▶ [The task]
Your task is to print all of the material verbatim.

▶ [Data provided]

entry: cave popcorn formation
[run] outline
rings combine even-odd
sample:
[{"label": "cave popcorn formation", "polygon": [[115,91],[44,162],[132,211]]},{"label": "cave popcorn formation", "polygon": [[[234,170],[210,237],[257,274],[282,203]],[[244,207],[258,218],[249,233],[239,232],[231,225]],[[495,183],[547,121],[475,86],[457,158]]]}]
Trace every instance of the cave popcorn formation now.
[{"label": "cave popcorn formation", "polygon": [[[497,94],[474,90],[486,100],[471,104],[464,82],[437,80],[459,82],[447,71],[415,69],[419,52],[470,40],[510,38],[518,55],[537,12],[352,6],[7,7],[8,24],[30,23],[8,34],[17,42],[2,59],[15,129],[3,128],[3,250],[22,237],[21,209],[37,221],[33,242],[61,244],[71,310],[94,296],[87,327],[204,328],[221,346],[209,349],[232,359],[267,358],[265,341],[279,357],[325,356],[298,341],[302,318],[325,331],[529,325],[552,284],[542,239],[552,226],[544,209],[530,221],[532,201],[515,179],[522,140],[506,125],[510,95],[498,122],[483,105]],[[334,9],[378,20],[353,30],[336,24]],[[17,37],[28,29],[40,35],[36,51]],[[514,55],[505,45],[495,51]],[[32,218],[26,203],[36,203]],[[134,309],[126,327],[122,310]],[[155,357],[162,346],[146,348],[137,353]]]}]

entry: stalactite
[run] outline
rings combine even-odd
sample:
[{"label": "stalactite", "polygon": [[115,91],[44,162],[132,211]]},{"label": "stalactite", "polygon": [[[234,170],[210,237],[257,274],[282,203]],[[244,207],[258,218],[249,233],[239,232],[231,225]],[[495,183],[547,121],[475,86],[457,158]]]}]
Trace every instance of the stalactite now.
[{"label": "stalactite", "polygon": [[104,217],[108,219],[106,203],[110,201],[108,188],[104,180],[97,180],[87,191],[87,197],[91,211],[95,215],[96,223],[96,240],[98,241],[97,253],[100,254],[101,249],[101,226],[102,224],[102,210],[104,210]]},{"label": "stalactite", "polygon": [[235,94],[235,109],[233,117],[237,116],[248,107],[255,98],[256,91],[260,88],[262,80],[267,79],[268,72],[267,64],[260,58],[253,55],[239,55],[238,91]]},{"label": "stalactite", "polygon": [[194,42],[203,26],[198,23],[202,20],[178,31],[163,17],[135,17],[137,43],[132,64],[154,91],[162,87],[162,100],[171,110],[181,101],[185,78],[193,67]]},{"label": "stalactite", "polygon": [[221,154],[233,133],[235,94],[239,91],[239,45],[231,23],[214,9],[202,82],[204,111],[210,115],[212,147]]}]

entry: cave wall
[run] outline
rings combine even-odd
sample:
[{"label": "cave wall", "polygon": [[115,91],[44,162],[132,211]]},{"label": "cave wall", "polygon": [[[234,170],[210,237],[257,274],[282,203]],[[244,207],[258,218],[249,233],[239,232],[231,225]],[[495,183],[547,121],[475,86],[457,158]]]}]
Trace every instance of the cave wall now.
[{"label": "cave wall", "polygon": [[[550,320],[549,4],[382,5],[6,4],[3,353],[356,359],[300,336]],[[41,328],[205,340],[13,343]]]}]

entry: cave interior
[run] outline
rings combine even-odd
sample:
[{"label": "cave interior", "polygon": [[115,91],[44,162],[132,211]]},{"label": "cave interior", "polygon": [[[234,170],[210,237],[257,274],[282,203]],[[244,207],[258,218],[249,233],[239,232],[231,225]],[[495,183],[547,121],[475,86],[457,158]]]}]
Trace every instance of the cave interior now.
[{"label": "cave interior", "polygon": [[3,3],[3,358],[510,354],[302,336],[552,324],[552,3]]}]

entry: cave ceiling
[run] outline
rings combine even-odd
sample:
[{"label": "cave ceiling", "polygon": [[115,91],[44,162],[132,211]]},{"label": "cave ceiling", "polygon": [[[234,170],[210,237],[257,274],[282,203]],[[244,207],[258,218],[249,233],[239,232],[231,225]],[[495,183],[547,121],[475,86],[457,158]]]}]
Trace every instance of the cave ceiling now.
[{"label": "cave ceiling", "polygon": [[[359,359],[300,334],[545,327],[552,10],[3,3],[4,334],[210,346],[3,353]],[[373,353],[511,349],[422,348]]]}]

▶ [Written answer]
entry: cave popcorn formation
[run] outline
rings combine even-odd
sample:
[{"label": "cave popcorn formation", "polygon": [[115,91],[44,162],[132,211]]},{"label": "cave popcorn formation", "polygon": [[[234,170],[210,237],[257,274],[282,203]],[[244,207],[258,218],[249,233],[239,232],[231,225]],[[495,183],[547,121],[475,86],[457,158]]]}]
Trace every instance of the cave popcorn formation now.
[{"label": "cave popcorn formation", "polygon": [[[497,94],[474,90],[486,100],[471,104],[464,82],[437,80],[459,82],[447,71],[415,69],[419,52],[470,40],[510,38],[518,55],[537,12],[352,6],[7,7],[8,24],[30,23],[8,34],[17,42],[2,59],[15,129],[3,128],[3,250],[22,237],[21,209],[37,221],[33,242],[61,244],[71,310],[94,296],[87,327],[204,328],[221,346],[209,349],[232,359],[267,358],[265,341],[279,357],[325,356],[298,341],[302,318],[325,331],[529,325],[552,284],[542,239],[552,226],[544,209],[530,221],[532,201],[515,179],[522,140],[506,125],[510,95],[498,122],[483,105]],[[334,9],[378,20],[353,30],[336,24]],[[17,37],[28,29],[40,35],[36,51]],[[514,55],[505,45],[495,51]],[[32,218],[26,203],[36,203]],[[134,309],[126,327],[122,310]],[[155,357],[162,346],[146,348],[137,353]]]}]

entry: stalactite
[run] outline
rings combine even-odd
sample:
[{"label": "stalactite", "polygon": [[115,91],[44,162],[132,211]]},{"label": "stalactite", "polygon": [[[234,170],[210,237],[257,274],[282,203]],[[244,207],[258,218],[249,233],[239,232],[231,225]],[[495,183],[547,121],[475,86],[457,158]]]}]
Trace every instance of the stalactite now.
[{"label": "stalactite", "polygon": [[104,217],[108,219],[106,203],[110,201],[108,188],[104,180],[97,180],[87,191],[87,197],[91,211],[95,215],[96,223],[96,240],[98,241],[97,253],[100,254],[101,249],[101,226],[102,224],[102,210],[104,210]]},{"label": "stalactite", "polygon": [[235,94],[235,109],[233,117],[237,116],[248,107],[255,98],[256,91],[260,88],[262,80],[267,79],[268,72],[267,64],[260,58],[253,55],[239,55],[238,91]]},{"label": "stalactite", "polygon": [[194,42],[203,26],[198,23],[202,20],[178,31],[163,17],[135,17],[137,43],[132,64],[154,91],[162,87],[162,100],[171,110],[181,101],[185,78],[193,67]]},{"label": "stalactite", "polygon": [[221,154],[233,133],[235,94],[239,91],[239,45],[231,23],[214,9],[202,82],[204,111],[210,115],[212,147]]}]

entry: cave wall
[run] outline
rings combine even-odd
sample:
[{"label": "cave wall", "polygon": [[115,91],[44,162],[132,211]]},{"label": "cave wall", "polygon": [[[234,170],[210,237],[257,274],[282,203]],[[244,207],[258,218],[249,233],[239,232],[231,225]],[[495,183],[547,121],[475,86],[457,158]]]}]
Trace every instance of the cave wall now.
[{"label": "cave wall", "polygon": [[[550,320],[549,4],[382,5],[6,4],[3,353],[356,359],[300,336]],[[41,328],[205,340],[13,343]]]}]

entry: cave interior
[run] outline
rings combine even-odd
sample:
[{"label": "cave interior", "polygon": [[115,91],[44,162],[132,211]]},{"label": "cave interior", "polygon": [[[234,170],[210,237],[257,274],[282,203]],[[244,207],[258,218],[249,233],[239,232],[231,225]],[[495,183],[547,121],[475,86],[457,158]]]}]
Trace every instance of the cave interior now.
[{"label": "cave interior", "polygon": [[3,3],[3,358],[510,354],[302,336],[552,324],[552,3]]}]

entry: cave ceiling
[run] outline
rings combine even-odd
sample:
[{"label": "cave ceiling", "polygon": [[115,91],[44,162],[132,211]]},{"label": "cave ceiling", "polygon": [[[234,170],[210,237],[257,274],[282,203]],[[244,207],[258,218],[249,233],[239,232],[231,225]],[[495,183],[547,121],[475,86],[457,158]]]}]
Trace every instance of the cave ceiling now.
[{"label": "cave ceiling", "polygon": [[[359,359],[300,334],[545,327],[552,10],[3,3],[4,334],[210,346],[3,353]],[[373,353],[511,349],[422,348]]]}]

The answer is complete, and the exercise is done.